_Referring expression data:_

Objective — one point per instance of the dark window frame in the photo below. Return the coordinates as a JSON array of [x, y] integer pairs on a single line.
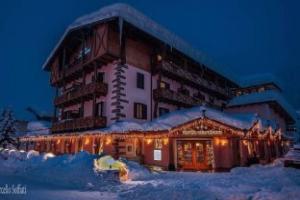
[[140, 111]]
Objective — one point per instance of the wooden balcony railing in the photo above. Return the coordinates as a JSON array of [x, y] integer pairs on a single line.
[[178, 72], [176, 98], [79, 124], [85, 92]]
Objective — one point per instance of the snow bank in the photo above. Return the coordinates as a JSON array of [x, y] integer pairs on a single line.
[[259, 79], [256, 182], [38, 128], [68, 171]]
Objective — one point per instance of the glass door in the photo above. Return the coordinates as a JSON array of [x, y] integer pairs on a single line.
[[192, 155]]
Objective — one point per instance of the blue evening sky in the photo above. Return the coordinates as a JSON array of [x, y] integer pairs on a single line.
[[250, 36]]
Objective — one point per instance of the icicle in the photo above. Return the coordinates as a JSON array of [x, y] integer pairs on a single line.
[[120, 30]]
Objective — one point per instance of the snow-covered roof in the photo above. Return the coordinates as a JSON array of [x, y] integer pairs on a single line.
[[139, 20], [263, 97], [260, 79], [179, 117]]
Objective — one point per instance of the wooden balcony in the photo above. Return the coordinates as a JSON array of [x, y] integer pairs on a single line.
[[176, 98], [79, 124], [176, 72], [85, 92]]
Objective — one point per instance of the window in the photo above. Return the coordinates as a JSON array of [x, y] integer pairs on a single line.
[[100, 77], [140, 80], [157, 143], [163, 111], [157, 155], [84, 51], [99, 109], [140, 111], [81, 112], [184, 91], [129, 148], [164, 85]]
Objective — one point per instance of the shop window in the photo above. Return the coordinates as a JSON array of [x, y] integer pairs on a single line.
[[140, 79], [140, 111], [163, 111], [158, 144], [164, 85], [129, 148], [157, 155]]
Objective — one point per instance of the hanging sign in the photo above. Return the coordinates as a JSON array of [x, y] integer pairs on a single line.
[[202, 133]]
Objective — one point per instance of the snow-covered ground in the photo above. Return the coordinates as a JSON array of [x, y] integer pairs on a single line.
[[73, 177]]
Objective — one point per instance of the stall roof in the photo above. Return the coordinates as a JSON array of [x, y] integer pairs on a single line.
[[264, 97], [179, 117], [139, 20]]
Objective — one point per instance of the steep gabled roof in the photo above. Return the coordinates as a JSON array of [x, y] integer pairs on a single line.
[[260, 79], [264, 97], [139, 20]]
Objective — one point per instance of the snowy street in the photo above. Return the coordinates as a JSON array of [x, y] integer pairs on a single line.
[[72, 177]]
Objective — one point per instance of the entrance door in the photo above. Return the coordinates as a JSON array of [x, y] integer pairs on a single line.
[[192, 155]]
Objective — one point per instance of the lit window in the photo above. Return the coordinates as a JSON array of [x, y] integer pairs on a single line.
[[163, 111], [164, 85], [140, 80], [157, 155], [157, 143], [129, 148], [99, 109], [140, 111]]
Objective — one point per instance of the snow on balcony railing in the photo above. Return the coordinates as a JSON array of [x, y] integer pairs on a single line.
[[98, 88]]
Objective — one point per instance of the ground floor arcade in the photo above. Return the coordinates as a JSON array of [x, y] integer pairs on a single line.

...

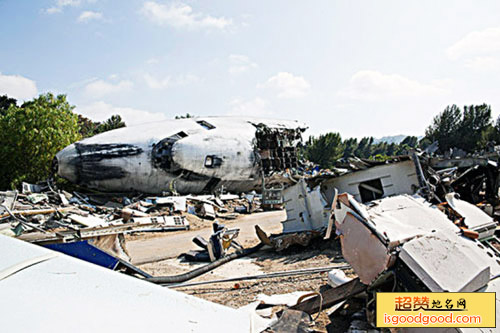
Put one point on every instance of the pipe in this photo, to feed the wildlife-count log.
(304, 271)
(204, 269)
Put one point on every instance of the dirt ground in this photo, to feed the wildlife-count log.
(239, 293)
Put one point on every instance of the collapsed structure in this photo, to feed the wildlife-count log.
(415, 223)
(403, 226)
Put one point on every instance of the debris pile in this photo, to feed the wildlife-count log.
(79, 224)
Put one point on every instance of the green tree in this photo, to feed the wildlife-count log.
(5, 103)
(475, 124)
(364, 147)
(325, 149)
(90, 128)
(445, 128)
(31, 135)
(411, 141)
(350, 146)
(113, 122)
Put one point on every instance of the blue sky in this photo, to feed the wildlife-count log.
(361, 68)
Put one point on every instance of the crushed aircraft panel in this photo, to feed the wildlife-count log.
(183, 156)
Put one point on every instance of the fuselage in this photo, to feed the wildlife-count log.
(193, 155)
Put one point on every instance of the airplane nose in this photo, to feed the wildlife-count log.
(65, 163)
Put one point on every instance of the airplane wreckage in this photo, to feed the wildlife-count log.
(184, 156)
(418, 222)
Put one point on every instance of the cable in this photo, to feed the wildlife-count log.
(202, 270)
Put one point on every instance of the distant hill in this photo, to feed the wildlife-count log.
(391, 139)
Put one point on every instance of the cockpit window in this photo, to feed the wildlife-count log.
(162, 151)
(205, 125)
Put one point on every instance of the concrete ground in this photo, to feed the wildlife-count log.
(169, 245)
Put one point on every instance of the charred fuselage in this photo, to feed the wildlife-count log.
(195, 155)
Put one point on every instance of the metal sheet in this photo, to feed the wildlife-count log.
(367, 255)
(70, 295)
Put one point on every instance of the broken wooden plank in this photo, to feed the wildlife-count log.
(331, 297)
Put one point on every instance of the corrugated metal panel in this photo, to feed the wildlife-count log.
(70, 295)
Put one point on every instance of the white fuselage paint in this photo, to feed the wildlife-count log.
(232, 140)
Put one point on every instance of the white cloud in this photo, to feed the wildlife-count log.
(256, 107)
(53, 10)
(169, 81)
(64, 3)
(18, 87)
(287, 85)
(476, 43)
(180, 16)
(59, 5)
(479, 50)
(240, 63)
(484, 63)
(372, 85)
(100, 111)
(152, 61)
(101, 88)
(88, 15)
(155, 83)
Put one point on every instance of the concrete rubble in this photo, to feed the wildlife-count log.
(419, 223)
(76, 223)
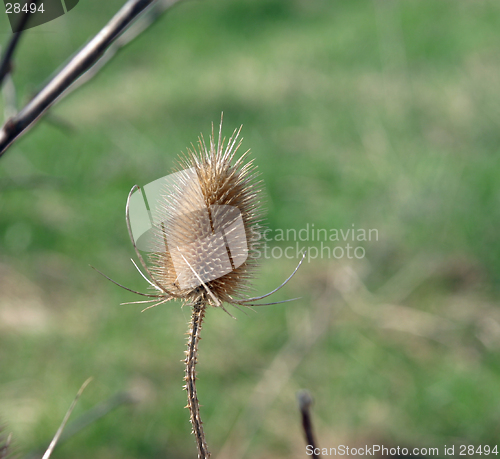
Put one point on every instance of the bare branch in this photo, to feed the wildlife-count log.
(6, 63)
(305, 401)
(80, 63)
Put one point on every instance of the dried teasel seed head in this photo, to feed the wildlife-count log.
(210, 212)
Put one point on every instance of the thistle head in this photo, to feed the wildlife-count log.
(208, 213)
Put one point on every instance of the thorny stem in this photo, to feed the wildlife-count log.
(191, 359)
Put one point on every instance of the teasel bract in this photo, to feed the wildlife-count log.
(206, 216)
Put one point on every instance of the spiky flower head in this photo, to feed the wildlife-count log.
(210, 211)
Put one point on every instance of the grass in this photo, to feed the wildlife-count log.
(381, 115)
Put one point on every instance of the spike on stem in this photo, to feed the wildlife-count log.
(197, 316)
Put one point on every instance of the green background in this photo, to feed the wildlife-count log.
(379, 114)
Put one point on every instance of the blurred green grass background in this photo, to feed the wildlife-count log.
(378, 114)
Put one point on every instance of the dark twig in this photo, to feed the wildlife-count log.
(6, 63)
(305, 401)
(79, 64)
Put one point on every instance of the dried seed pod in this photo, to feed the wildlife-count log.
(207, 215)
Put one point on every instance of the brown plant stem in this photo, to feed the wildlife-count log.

--

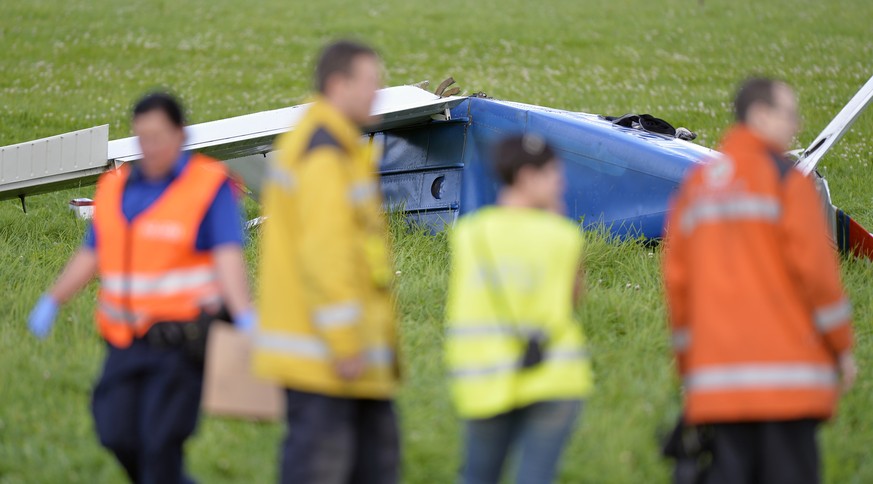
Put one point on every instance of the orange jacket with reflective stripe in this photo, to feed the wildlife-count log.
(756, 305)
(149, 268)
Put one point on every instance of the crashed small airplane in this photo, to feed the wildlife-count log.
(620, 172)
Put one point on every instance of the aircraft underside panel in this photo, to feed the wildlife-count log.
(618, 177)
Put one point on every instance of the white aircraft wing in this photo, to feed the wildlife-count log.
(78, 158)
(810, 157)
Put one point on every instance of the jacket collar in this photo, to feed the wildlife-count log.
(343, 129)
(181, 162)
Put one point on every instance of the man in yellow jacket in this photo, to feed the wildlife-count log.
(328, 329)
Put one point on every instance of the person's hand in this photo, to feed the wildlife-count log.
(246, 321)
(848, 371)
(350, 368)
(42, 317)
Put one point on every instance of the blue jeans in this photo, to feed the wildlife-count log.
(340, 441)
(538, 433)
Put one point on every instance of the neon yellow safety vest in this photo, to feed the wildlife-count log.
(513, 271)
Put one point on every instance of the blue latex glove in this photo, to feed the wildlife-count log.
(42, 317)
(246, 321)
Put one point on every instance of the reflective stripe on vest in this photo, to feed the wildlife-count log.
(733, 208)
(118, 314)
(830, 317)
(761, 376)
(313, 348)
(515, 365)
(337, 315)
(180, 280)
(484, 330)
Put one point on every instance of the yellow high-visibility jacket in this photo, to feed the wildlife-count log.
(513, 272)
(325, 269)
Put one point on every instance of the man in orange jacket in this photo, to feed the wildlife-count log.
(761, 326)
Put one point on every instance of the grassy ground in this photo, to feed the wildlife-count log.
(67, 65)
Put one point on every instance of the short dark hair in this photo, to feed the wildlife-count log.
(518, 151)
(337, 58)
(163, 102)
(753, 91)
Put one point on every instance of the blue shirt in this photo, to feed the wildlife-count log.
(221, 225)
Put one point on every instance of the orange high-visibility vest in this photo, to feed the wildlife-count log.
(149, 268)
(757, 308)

_TASK PROMPT:_ Return, unchanged, the run of lines above that opens with the line containing "Objective — one point per instance of the stall" and closes with the line containing "Objective — one point per instance of the ground". Include both.

_EXERCISE OUTPUT:_
Objective — one point per instance of the stall roof in the photo above. Return the coordinates as a JSON array of [x, y] integer pairs on a single line.
[[264, 97], [179, 117], [139, 20]]
Objective — one point per instance of the steep gabled roof in the photo above. Return the coordinates as a JSON array of [x, y] integer pairs on a single line.
[[260, 79], [264, 97], [139, 20]]
Objective — one point per instance of the snowy street in the photo above. Return the coordinates as a JSON array of [x, y] integer pairs on a single line.
[[72, 177]]
Objective — one point per instance of the entrance door in the photo above. Return the coordinates as a JSON array of [x, y] integer pairs on a single line.
[[192, 155]]
Objective — one point per instance of the lit window in the photo above. Return the coordinates as a JSON array of [x, y] integer pairs on a single line.
[[163, 111], [164, 85], [140, 80], [157, 155], [157, 143], [129, 148], [99, 109], [140, 111]]
Objective — one point per instance of the snow on balcony railing in the photo above. Return the coordinates as a JSON array of [x, y] integer pairs on a single line.
[[98, 88]]
Objective — one point per instance of the ground floor arcade in the photo above. Return the coordinates as a JSON array of [x, y] integer pairs on a single line.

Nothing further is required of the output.